# Task
For every record here, output an exact copy.

# Data items
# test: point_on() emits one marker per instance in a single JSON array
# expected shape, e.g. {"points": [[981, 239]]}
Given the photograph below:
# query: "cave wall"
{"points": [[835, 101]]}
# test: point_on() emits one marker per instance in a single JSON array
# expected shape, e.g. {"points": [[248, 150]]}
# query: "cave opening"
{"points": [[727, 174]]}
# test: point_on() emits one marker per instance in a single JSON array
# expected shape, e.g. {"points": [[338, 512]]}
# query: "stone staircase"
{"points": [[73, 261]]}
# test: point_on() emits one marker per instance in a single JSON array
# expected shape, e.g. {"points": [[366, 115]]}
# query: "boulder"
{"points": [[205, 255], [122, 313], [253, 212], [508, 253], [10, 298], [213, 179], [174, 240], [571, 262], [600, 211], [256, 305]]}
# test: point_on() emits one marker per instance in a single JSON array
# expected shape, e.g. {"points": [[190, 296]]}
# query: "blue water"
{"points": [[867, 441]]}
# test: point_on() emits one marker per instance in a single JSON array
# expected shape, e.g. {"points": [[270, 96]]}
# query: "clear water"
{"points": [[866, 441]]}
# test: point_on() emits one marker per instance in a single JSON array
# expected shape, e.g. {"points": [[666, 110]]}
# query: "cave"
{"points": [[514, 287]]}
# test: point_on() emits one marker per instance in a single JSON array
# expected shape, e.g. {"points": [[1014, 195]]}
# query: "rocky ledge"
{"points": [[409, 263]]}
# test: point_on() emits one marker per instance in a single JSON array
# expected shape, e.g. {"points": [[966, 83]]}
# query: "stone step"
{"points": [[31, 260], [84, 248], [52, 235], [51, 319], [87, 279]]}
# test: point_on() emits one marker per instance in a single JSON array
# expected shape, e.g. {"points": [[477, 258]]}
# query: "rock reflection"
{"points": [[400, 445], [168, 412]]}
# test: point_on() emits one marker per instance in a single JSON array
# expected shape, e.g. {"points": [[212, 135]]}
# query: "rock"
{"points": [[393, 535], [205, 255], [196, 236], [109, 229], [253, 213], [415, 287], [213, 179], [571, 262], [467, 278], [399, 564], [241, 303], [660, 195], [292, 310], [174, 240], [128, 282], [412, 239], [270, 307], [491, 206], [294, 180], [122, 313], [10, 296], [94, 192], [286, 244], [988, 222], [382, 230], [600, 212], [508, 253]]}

# Output for this task
# test: point_on() emits one marker per instance in a single JSON array
# expected shape, e.g. {"points": [[981, 239]]}
Given the photograph below:
# query: "cave wall"
{"points": [[835, 101]]}
# test: point_on() emits one marker per instance in a single JSON array
# expected shape, e.g. {"points": [[248, 150]]}
# query: "cave opening"
{"points": [[727, 174]]}
# test: point_on() emits one marker per instance in a single JSON array
# expected shape, e.g. {"points": [[338, 512]]}
# query: "stone staircase"
{"points": [[73, 261]]}
# test: point_on() emits one marker per instance in a single JSON array
# expected shape, e.g. {"points": [[366, 115]]}
# query: "boulder"
{"points": [[205, 255], [122, 313], [253, 212], [508, 253], [10, 298], [213, 179], [174, 240], [571, 262], [600, 211], [256, 305]]}
# test: point_on() emits one marker per instance in a single JSON array
# expected shape, e.g. {"points": [[190, 296]]}
# query: "blue water"
{"points": [[867, 441]]}
# test: point_on() emits one marker per instance in a single JSON array
# expected shape, e.g. {"points": [[270, 96]]}
# query: "clear water"
{"points": [[866, 441]]}
# test: point_on() emits one marker per instance in a single JSON array
# expected shape, e.g. {"points": [[666, 110]]}
# query: "cave"
{"points": [[514, 287]]}
# test: point_on() emits one marker per instance in a single JSON array
# expected shape, e.g. {"points": [[1014, 195]]}
# query: "rocky ledge"
{"points": [[409, 263]]}
# test: point_on() emits one marker per instance in a single JSON array
# expected shape, e.g. {"points": [[966, 83]]}
# query: "stone step"
{"points": [[31, 260], [84, 248], [52, 235], [51, 319], [87, 279]]}
# test: point_on() emits one marker per instance in a single JSON array
# expected shape, e.g. {"points": [[477, 258]]}
# query: "rock reflection"
{"points": [[400, 445], [168, 412]]}
# test: point_on() emits one marker per instance in a single JSON array
# expected shape, e.g. {"points": [[212, 135]]}
# query: "rock"
{"points": [[393, 535], [205, 255], [196, 236], [109, 229], [253, 213], [415, 287], [213, 179], [571, 262], [467, 278], [399, 564], [241, 303], [660, 195], [292, 310], [174, 240], [128, 282], [412, 239], [270, 307], [491, 206], [294, 180], [122, 313], [10, 296], [94, 192], [286, 244], [988, 222], [382, 230], [600, 212], [508, 253]]}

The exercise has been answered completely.